• **RECORDS SUPPLIED**
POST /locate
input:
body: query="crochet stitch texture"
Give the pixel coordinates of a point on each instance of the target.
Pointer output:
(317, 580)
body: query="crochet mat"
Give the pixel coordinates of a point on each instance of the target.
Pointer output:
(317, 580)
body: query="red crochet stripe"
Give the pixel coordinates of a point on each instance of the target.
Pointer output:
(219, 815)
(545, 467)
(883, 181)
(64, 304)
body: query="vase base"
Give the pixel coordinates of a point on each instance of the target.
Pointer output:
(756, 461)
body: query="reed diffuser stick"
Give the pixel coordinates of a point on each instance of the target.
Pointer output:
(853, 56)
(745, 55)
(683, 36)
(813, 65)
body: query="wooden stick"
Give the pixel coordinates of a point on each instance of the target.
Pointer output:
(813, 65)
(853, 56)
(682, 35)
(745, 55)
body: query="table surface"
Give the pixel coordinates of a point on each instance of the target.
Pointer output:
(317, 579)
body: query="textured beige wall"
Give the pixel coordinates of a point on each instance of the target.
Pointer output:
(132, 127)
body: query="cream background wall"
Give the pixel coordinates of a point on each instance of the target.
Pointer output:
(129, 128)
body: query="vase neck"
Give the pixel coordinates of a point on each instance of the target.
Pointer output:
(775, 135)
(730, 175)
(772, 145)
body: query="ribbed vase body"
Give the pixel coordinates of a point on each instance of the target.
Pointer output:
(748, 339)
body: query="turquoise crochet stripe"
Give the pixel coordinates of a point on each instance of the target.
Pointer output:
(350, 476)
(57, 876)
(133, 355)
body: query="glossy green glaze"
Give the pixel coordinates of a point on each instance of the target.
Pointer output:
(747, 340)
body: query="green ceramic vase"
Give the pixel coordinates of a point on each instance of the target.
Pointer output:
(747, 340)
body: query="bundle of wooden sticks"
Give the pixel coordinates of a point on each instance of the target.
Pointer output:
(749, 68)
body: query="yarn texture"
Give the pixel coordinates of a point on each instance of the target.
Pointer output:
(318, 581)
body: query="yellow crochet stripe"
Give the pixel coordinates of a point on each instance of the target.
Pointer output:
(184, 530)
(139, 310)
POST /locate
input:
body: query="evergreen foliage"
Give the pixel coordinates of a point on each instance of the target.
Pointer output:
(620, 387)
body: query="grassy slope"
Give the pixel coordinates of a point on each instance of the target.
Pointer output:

• **EXERCISE DESCRIPTION**
Extract every line of the entries that contains the word "crochet".

• **WRITTEN ANSWER**
body: query="crochet stitch texture"
body: query="crochet mat"
body: query="red crochet stripe"
body: query="turquoise crochet stripe"
body: query="yellow crochet stripe"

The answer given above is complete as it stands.